> Your goal: Reproduce the part of the listing that opens with the line containing "det: wooden utility pole" and closes with the line containing "[77,71,84,81]", with "mowed field" changed to "cut hayfield" and everything else left the same.

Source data
========================================================================

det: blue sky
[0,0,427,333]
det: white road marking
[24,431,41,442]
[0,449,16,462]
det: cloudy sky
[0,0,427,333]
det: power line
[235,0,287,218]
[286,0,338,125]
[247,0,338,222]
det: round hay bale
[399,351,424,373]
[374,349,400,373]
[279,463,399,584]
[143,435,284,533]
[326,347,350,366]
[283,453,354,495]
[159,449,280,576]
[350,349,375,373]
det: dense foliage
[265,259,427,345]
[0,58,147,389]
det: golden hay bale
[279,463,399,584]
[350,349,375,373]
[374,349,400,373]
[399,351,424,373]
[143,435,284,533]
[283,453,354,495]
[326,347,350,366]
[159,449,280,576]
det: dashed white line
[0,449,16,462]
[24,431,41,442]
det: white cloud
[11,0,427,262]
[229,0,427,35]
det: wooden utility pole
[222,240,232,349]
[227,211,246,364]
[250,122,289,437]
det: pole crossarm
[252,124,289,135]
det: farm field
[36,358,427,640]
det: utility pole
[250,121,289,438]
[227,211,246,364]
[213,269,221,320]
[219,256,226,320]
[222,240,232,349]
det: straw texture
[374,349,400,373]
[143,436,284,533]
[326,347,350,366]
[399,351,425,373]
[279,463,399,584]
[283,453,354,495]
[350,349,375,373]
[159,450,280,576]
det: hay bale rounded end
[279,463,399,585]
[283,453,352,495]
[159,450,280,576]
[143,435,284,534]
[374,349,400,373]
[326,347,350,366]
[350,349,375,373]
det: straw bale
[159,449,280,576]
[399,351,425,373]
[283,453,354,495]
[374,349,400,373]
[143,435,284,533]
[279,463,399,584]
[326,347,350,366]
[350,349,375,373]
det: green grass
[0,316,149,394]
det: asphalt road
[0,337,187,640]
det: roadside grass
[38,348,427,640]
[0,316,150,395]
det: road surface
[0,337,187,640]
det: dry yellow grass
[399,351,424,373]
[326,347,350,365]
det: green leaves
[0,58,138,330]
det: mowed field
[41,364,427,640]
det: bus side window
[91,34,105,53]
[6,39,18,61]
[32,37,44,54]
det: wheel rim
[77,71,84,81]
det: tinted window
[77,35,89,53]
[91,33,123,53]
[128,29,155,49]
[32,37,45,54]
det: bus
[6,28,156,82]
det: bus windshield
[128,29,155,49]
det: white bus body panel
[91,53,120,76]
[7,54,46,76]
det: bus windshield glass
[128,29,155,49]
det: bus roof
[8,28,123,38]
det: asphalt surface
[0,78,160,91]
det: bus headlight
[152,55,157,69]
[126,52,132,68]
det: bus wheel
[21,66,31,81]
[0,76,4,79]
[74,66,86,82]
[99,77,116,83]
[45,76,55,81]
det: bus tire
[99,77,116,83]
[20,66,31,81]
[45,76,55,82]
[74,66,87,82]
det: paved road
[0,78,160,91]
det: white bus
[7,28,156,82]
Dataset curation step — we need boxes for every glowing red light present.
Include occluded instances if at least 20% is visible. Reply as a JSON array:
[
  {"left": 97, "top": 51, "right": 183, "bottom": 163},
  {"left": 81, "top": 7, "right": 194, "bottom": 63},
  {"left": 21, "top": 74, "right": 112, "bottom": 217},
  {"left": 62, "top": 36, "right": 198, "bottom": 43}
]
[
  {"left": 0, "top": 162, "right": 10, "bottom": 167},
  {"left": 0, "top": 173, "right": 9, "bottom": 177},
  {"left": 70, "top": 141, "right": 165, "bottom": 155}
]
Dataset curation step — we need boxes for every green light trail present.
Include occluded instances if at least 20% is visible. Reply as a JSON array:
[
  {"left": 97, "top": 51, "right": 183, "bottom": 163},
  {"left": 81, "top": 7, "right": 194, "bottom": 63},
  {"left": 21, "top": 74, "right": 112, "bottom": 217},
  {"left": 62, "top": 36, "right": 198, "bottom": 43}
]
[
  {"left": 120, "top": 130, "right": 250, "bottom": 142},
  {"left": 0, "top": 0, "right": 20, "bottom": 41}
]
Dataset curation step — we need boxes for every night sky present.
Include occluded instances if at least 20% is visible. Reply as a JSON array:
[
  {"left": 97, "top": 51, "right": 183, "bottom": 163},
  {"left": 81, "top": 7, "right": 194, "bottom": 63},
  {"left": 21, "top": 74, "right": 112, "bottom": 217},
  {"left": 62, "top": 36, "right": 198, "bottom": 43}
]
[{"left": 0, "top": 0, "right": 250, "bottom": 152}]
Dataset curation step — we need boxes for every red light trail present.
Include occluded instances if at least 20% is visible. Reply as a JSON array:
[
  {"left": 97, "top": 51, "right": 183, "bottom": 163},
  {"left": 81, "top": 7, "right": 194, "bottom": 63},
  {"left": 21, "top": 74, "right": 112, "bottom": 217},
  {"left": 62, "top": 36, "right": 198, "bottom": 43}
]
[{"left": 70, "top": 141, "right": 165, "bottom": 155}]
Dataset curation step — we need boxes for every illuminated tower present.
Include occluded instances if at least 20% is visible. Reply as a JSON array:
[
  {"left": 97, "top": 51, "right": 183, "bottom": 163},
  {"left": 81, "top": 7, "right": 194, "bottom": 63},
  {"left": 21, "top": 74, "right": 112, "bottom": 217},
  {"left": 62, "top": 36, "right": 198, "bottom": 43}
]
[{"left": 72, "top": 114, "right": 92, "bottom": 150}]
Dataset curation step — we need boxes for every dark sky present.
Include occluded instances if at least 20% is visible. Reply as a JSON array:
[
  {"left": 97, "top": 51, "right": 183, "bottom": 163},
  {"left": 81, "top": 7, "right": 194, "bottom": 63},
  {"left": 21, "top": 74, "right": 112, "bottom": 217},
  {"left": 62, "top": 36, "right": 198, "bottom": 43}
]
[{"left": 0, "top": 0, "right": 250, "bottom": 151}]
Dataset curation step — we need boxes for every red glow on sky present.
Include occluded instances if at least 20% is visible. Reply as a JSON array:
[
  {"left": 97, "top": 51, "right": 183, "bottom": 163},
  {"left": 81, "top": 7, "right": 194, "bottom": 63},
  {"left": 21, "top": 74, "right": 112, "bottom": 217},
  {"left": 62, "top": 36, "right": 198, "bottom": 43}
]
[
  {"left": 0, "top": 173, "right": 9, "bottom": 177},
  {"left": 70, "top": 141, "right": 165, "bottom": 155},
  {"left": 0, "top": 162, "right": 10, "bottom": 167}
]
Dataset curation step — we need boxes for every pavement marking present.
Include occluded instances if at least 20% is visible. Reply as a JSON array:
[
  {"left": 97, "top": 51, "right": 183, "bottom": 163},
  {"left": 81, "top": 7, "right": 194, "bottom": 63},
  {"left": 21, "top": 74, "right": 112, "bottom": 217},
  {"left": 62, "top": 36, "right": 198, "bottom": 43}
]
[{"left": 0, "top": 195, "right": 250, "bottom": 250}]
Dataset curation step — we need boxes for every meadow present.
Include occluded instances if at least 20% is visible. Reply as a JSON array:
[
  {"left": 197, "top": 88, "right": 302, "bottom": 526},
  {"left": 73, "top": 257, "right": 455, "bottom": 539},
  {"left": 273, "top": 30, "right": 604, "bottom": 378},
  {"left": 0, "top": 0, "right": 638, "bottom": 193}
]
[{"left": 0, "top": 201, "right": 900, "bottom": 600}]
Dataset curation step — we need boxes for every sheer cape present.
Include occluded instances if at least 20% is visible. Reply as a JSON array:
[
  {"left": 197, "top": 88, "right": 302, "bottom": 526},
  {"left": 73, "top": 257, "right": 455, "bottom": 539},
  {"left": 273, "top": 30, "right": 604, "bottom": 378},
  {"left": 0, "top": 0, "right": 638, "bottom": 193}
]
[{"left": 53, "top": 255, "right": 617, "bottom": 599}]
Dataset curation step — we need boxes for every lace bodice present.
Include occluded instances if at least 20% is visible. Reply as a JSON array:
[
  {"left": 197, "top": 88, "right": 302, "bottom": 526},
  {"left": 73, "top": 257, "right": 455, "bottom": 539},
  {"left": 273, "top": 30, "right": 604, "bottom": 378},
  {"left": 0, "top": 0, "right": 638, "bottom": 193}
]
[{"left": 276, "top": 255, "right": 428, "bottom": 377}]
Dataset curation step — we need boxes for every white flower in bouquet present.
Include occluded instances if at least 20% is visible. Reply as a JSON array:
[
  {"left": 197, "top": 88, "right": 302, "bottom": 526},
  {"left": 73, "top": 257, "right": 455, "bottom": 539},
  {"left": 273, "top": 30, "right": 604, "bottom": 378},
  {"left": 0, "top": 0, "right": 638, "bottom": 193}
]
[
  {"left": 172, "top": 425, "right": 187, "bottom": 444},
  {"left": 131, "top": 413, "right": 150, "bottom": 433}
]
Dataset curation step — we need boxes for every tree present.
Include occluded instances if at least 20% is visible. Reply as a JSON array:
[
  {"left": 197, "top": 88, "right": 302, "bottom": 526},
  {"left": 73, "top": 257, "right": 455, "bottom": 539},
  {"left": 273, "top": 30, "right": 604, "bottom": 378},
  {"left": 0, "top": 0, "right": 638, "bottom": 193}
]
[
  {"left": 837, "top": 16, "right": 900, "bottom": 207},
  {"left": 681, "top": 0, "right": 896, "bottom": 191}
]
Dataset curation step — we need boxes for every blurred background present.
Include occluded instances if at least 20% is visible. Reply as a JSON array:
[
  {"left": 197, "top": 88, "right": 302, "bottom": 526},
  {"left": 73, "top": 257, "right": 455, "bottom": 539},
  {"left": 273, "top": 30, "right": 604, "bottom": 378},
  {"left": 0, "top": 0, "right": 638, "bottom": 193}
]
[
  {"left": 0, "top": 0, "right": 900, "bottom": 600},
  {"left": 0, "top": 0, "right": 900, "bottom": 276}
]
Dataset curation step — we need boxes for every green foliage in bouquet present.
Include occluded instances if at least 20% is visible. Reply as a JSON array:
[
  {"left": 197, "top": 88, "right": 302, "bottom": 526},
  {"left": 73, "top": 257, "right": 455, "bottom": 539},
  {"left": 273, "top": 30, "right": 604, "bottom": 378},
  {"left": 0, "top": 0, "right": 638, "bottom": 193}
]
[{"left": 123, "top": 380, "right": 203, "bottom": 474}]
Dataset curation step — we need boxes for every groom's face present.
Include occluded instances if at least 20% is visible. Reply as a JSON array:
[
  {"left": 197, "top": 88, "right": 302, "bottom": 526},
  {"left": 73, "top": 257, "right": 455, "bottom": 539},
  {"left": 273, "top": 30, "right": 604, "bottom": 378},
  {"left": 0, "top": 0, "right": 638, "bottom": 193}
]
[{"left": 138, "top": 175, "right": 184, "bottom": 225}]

========================================================================

> Complete answer:
det: wooden utility pole
[222,240,232,349]
[227,211,246,364]
[250,122,289,437]
det: pole crossarm
[252,124,289,135]
det: farm field
[36,358,427,640]
det: utility pole
[250,121,289,438]
[227,211,246,364]
[213,269,221,320]
[219,256,226,320]
[222,240,232,349]
det: straw texture
[374,349,400,373]
[143,436,284,533]
[326,347,350,366]
[399,351,425,373]
[279,463,399,584]
[283,453,354,495]
[350,349,375,373]
[159,450,280,576]
det: hay bale rounded end
[279,463,399,585]
[283,453,352,495]
[159,450,280,576]
[143,435,284,534]
[374,349,400,373]
[326,347,350,366]
[350,349,375,373]
det: straw bale
[159,449,280,576]
[399,351,425,373]
[283,453,354,495]
[374,349,400,373]
[143,435,284,533]
[279,463,399,584]
[326,347,350,366]
[350,349,375,373]
det: green grass
[0,316,149,394]
det: asphalt road
[0,337,187,640]
det: roadside grass
[38,348,427,640]
[0,316,150,395]
det: road surface
[0,337,187,640]
det: dry yellow grass
[399,351,424,373]
[326,347,350,365]
det: green leaves
[0,58,138,330]
det: cut hayfield
[41,364,427,640]
det: bus side window
[91,34,105,53]
[6,39,18,61]
[32,37,44,54]
det: wheel rim
[77,71,84,81]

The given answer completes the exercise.